*** ПРИВЕДЁННЫЙ ТЕКСТ

• Время
  • 30 Октября, 2022

КАК НАРИСОВАТЬ ВРЕМЯ

Лариса МАРТЫНОВА, 
специалист экспозиционно-выставочного сектора
Восточно-Казахстанского музея искусств

 

У меня техническое образование. Я училась архитектуре в строительно-дорожном институте. На общетехническом факультете у нас были замечательные преподаватели. Иногда в моей музейной гуманитарной жизни мне не хватает физики и математики. Постепенно я научилась писать стихи про геометрию и архитектуру и узнавать в среде живописцев тех, кто воплощает на холсте идеи теории относительности. Одному из таких художников, – Алпысбаю Казгулову, была посвящена моя статья, опубликованная в июльском номере журнала «Мысль». Я рада, что автор согласился с основными положениями моего исследования о природе его творчества. Это очень важно, чтобы восприятие автора и зрителя были «на одной волне». Конечно, таких художников, чувствующих время на кончике кисти, таких людей, которые видят время, как мы дорожку в парке, пока не много.

Задача сотрудника музея состоит в том, чтобы, разглядеть, понять и поддержать таких смельчаков, ведь художник в силу специфики своей деятельности чаще всего пребывает в эмоциональной сфере бытия. Для него интуиция превыше логики, образ формируется в виде готовой картинки, поэтому он не всегда находит его вербальный аналог.

Чтобы оценить то, что делают художники в четвертом временном измерении, надо снова цитировать классиков, которых вроде бы и опровергать нельзя. В своей работе «Содержание и форма» Василий Кандинский пишет: «Средства выражения каждого искусства назначены и дарованы ему искони и не могут в существенности своей измениться…» и далее: «… такими в корне неизменными средствами служат:

 

музыке – звук и время,

литературе – слово и время,

живописи – цвет и пространство».

Сказанное – аксиома для любого искусствоведа. Но… перед нами картины Марата Смаилова, Алибека Шоканова, Ерболата Тулепбаева, Бексеита Тюлькиева, которые иначе чем физикой не объяснить. Современные живописцы и графики покушаются на то, чтобы написать само время, тягучее, неумолимое, дискретное, загадочное для каждого, кто барахтается в его потоке. Мы – как рыбки, которым не дано взглянуть на речку с высоты полета беркута. Люди почему-то лишены способности « …чувственного восприятия геометрии четырехмерного мира. Пространство и время могут быть частью одного целого, но по какой-то причине наш мозг отделяет эти две величины друг от друга» (Три интересных факта о пространстве-времени.– Северный маяк – новости науки, https://severnymayak.ru)

******

СПИСОК ЗАДАНИЙ:
• a. Определите, соответствуют ли статье утверждения (i), (ii) и (iii). Для каждого ответьте «да» или «нет» и приведите решающие слова статьи в точной цитате: (i) автор статьи изучал архитектуру в строительно-дорожном институте; (ii) статья об Алпысбае Казгулове вышла в августовском номере журнала «Мысль»; (iii) по Кандинскому, неизменными средствами живописи служат цвет и время.
• b. Перепишите из статьи без изменений отрывок от слов "Сказанное – аксиома" до слов "новости науки, https://severnymayak.ru)".

*** СОХРАНЁННЫЕ ДАННЫЕ

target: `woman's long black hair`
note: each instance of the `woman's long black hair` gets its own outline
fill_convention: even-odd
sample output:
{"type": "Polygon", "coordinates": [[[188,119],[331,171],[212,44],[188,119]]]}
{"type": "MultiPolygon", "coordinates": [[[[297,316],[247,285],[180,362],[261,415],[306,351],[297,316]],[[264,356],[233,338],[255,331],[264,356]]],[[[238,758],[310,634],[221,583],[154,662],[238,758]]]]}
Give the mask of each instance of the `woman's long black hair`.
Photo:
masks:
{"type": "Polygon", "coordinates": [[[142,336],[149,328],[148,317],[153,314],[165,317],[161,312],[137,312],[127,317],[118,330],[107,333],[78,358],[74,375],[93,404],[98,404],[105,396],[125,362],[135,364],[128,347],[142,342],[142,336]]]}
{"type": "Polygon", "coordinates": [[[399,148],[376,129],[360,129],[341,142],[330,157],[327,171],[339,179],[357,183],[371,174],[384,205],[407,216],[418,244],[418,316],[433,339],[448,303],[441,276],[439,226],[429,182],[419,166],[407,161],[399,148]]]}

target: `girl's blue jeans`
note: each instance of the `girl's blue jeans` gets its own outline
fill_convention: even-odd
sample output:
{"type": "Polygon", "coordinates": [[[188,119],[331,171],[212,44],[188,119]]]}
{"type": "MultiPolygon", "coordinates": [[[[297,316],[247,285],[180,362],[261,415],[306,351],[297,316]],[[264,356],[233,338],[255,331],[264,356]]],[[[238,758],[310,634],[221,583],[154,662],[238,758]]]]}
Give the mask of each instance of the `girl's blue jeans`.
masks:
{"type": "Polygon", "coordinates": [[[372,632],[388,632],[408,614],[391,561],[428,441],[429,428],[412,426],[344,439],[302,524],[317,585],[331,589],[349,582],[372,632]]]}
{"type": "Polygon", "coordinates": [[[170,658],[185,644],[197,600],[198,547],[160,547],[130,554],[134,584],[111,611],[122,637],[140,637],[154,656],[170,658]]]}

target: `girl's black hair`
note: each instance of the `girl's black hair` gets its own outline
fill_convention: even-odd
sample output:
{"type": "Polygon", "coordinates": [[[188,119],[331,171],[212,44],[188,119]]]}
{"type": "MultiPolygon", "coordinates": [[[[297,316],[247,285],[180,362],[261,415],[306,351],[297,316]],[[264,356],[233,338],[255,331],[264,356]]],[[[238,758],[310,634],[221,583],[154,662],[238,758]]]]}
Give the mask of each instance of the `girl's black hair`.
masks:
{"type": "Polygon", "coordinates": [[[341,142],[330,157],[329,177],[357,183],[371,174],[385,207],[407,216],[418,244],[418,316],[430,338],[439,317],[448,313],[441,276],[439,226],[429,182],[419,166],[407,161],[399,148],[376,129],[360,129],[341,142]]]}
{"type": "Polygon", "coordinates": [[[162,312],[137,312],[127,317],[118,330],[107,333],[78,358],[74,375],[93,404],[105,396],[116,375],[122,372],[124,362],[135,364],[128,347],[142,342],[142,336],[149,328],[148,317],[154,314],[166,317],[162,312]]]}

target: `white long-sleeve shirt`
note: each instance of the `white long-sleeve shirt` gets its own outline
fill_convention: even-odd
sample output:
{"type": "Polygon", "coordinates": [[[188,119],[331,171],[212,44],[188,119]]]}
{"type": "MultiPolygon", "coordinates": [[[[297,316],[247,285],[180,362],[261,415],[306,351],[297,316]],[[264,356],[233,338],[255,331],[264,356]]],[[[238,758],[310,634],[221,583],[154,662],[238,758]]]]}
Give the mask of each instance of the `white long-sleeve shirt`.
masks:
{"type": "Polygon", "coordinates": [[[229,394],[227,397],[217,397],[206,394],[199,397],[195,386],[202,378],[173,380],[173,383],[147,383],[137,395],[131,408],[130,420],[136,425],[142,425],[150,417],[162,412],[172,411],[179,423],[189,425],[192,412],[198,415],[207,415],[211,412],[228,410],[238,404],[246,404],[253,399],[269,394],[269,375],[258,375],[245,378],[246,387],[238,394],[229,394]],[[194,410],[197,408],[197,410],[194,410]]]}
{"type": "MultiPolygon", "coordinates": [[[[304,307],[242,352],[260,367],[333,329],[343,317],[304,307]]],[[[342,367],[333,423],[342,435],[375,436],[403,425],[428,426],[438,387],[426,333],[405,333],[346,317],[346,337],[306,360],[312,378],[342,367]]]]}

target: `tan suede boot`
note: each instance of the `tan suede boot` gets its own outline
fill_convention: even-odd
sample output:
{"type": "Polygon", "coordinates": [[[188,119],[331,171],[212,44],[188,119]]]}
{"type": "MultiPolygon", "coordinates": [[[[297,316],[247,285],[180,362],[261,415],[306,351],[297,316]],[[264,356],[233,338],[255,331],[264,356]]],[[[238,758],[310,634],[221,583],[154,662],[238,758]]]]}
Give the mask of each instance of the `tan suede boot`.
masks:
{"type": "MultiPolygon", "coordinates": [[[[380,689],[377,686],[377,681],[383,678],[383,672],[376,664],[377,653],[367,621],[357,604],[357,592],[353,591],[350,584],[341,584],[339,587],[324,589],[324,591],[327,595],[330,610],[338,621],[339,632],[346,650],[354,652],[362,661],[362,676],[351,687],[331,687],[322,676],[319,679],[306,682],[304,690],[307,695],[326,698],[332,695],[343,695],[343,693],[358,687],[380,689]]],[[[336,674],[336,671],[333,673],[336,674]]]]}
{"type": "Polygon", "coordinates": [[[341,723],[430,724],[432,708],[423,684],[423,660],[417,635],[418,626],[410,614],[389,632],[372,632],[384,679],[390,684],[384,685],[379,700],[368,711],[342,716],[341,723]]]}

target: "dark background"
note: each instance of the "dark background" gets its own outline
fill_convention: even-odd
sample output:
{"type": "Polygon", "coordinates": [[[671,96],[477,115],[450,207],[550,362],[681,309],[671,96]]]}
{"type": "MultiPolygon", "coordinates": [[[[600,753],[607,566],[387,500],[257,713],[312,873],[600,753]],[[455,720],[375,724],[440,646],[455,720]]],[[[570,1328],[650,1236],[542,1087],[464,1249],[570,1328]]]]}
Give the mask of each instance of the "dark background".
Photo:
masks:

******

ПОЛНЫЕ РЕШЕНИЯ:
• a.
(i) Да: «Я училась архитектуре в строительно-дорожном институте».
(ii) Нет: «опубликованная в июльском номере журнала «Мысль»».
(iii) Нет: «живописи – цвет и пространство».

• b.
Сказанное – аксиома для любого искусствоведа. Но… перед нами картины Марата Смаилова, Алибека Шоканова, Ерболата Тулепбаева, Бексеита Тюлькиева, которые иначе чем физикой не объяснить. Современные живописцы и графики покушаются на то, чтобы написать само время, тягучее, неумолимое, дискретное, загадочное для каждого, кто барахтается в его потоке. Мы – как рыбки, которым не дано взглянуть на речку с высоты полета беркута. Люди почему-то лишены способности « …чувственного восприятия геометрии четырехмерного мира. Пространство и время могут быть частью одного целого, но по какой-то причине наш мозг отделяет эти две величины друг от друга» (Три интересных факта о пространстве-времени.– Северный маяк – новости науки, https://severnymayak.ru)